» **Job**:
Please copy everything in the listing below from the line containing "My project requires locating the balcony" down to the line containing "643 345 681 367", swapping "balcony with railing" for "railed balcony" and leaving all else unchanged.

Dataset rows:
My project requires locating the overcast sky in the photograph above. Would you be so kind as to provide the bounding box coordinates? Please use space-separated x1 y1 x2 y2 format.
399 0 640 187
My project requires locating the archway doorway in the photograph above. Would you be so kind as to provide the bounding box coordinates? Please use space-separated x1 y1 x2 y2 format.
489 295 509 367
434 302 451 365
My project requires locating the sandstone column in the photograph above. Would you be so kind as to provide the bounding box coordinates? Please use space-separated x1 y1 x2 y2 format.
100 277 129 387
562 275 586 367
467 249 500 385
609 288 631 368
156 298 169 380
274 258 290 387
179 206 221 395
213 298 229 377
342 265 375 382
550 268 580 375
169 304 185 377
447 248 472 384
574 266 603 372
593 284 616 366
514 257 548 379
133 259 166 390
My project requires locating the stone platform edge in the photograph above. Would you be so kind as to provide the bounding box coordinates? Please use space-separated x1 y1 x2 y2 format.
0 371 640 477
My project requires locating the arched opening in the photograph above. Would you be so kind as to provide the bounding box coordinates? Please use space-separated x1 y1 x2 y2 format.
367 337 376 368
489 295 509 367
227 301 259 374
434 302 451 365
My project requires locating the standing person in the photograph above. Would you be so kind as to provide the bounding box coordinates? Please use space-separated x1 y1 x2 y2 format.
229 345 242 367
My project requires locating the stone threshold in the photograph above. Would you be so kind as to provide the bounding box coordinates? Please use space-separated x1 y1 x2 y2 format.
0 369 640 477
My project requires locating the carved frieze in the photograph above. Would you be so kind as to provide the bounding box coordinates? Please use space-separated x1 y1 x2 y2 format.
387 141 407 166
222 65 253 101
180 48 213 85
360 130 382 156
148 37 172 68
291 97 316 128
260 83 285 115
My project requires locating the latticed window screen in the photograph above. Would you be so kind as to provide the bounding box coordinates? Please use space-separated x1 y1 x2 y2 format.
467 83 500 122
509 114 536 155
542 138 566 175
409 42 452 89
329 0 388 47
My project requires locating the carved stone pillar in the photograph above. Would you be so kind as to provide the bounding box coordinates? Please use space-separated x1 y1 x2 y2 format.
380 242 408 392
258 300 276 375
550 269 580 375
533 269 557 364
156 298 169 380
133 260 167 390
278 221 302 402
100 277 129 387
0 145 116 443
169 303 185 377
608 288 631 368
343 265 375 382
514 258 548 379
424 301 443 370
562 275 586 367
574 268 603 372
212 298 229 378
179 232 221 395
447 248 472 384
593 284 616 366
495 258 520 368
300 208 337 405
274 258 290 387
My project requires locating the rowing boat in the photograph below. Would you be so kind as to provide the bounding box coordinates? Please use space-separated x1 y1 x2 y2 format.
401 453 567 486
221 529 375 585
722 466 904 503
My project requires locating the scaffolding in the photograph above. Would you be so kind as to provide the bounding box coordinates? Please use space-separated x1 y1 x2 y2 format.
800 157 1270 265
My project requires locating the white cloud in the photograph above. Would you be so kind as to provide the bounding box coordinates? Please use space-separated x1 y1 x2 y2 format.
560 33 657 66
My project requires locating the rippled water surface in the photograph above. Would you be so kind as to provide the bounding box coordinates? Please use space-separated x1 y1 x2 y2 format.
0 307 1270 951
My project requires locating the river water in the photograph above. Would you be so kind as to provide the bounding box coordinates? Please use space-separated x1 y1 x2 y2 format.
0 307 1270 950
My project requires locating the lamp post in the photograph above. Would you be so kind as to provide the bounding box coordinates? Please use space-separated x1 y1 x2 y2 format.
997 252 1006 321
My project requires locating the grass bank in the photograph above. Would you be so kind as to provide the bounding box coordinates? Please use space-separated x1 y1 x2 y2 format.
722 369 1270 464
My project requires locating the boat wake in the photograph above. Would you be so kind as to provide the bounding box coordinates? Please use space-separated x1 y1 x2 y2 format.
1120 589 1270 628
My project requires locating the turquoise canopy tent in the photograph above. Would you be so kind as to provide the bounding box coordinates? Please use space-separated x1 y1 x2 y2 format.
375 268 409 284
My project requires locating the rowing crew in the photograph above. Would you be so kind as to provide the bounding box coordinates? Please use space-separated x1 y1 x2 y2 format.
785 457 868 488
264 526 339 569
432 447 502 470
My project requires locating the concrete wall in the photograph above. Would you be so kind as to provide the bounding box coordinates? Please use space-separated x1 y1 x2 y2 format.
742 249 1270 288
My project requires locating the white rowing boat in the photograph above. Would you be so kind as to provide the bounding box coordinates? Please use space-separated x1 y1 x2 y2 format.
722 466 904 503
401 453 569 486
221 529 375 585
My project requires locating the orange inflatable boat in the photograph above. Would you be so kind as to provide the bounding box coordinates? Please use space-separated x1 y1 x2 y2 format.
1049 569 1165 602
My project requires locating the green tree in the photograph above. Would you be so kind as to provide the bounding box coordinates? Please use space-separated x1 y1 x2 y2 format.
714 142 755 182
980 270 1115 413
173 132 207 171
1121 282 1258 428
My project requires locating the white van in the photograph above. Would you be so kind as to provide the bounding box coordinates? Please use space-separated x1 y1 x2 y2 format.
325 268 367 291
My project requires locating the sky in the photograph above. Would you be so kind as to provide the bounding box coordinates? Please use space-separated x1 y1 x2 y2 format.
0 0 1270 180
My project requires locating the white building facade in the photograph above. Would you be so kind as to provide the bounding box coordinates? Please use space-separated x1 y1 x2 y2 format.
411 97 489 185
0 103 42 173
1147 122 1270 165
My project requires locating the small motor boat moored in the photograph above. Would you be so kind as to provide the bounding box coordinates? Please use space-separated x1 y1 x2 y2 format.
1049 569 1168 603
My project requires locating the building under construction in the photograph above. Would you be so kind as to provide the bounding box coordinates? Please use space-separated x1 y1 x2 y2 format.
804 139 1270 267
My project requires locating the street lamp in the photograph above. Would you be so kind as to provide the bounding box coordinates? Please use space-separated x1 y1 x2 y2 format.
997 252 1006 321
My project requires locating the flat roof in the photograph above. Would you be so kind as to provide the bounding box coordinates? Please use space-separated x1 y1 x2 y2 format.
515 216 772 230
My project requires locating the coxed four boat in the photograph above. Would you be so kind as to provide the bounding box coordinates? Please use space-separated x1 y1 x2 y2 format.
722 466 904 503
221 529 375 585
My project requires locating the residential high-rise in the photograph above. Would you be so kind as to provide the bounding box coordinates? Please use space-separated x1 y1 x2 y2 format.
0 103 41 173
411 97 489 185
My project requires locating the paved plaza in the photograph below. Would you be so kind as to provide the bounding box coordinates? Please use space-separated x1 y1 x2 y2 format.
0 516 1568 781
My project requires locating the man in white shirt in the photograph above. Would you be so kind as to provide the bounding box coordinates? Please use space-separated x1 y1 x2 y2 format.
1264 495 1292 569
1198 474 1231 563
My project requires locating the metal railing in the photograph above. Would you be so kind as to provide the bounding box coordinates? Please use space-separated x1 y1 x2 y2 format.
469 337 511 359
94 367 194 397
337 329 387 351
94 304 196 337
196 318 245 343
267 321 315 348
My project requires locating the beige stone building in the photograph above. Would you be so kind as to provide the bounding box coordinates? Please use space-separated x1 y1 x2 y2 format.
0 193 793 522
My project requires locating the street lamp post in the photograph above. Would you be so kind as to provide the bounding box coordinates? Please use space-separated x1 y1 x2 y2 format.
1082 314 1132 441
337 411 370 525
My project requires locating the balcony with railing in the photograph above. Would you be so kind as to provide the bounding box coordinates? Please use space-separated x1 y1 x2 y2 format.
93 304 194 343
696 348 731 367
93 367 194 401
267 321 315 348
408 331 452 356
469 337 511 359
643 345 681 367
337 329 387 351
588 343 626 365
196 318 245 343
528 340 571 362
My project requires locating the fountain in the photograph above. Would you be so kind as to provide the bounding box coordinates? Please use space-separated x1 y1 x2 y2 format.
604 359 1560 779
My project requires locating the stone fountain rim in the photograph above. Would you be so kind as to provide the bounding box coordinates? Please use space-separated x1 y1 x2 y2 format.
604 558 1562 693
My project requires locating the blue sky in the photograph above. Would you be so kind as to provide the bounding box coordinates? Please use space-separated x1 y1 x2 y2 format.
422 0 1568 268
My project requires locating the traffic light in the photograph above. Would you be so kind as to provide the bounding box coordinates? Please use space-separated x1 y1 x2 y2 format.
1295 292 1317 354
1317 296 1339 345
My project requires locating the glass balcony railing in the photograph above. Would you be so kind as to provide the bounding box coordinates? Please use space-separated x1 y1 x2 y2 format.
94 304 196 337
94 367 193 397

» **The completed task**:
My project requires locating the railed balcony in the photograph above. Would you be so kind as to provide the bounding box coordinates? Please use space-separated x1 y1 x2 y2 format.
93 304 194 343
696 348 731 367
93 367 194 401
267 321 315 348
408 331 452 356
469 337 511 359
643 345 681 367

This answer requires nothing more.